* _AIM OF THE TASK_:
Copy exactly, and only, the lines from the line containing "Can you spot the beach" through the last line of the records below, both included.
BEGIN PROVIDED RECORDS
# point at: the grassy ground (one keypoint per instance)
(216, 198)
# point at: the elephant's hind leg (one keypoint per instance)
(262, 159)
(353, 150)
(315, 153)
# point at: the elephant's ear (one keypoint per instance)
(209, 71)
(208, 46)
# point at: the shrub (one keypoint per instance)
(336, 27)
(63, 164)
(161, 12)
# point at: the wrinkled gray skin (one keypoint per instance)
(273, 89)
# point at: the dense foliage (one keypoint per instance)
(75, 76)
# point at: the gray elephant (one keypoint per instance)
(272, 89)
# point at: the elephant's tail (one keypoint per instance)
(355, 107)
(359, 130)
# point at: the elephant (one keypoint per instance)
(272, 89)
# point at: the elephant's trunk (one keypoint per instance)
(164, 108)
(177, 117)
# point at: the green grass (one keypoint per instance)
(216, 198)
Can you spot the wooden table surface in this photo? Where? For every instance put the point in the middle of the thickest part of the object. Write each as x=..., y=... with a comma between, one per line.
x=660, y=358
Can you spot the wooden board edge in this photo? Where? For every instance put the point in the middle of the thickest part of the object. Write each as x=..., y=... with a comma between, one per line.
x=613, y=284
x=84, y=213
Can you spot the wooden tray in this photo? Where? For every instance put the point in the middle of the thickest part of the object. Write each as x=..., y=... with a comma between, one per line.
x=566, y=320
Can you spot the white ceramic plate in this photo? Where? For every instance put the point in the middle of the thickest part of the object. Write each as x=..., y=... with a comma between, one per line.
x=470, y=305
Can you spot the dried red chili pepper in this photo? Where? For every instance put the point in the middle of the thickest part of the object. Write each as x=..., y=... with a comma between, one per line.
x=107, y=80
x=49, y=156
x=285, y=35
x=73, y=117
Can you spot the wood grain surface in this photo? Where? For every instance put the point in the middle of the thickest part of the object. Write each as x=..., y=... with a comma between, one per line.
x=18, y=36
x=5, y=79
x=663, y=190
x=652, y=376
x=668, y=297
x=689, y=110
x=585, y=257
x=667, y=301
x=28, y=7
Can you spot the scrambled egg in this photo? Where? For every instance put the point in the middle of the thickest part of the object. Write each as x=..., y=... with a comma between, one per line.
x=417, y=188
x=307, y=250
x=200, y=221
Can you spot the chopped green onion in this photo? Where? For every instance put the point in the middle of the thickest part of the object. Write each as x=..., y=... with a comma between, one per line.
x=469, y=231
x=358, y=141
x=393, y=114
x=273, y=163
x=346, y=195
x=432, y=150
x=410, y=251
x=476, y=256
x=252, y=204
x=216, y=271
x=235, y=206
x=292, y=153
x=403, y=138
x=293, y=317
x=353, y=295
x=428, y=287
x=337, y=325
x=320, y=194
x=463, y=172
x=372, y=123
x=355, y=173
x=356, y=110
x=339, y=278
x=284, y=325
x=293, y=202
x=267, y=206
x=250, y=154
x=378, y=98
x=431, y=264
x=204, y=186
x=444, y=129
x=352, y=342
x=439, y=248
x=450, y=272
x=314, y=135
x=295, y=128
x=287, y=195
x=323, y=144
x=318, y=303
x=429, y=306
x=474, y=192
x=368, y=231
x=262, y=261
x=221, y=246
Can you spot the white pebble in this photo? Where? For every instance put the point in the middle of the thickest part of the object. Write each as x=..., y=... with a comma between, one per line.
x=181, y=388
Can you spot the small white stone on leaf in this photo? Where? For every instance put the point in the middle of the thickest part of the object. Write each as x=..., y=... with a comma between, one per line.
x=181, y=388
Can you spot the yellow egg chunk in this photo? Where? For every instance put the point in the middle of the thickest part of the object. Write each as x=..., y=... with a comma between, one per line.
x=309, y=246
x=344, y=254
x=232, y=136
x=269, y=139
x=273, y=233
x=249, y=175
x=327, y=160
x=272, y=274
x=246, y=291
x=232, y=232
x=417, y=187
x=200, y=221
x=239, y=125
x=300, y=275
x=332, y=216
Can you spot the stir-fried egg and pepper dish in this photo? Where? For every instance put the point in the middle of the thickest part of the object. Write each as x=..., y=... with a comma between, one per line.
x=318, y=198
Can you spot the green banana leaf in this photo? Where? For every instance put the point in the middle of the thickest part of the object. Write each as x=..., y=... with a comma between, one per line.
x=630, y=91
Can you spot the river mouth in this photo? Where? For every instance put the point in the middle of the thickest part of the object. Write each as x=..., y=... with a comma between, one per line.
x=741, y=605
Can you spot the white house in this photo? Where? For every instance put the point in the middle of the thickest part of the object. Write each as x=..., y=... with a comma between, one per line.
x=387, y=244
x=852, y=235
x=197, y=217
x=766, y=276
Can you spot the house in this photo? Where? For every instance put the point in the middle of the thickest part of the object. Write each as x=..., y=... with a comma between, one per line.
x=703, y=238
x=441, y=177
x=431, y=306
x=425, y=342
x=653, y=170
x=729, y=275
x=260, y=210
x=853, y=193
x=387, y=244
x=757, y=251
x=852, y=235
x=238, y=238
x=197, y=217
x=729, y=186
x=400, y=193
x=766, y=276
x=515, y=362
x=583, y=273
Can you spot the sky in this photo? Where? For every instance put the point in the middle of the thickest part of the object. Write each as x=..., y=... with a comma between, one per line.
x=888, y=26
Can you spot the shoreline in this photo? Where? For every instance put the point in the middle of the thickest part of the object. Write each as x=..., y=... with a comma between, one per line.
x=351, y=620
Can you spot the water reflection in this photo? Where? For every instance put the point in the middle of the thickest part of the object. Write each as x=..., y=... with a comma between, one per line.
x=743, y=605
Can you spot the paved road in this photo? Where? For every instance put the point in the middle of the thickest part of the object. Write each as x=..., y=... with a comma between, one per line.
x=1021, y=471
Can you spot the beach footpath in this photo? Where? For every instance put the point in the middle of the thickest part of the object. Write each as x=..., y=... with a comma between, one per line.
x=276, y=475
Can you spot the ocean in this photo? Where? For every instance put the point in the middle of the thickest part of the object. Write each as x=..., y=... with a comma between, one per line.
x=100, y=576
END PROVIDED RECORDS
* _SOLUTION TO THIS EXERCISE_:
Can you spot the beach footpath in this photo? Where? For every instance put the point in the middle of the thickest part of the object. Write each as x=..., y=... with a comma between, one per line.
x=276, y=475
Can you spot the ocean in this photo? Where? For every instance put the point in the middle of the thickest part of the object. Write each as x=..., y=... with a comma between, one per line.
x=100, y=576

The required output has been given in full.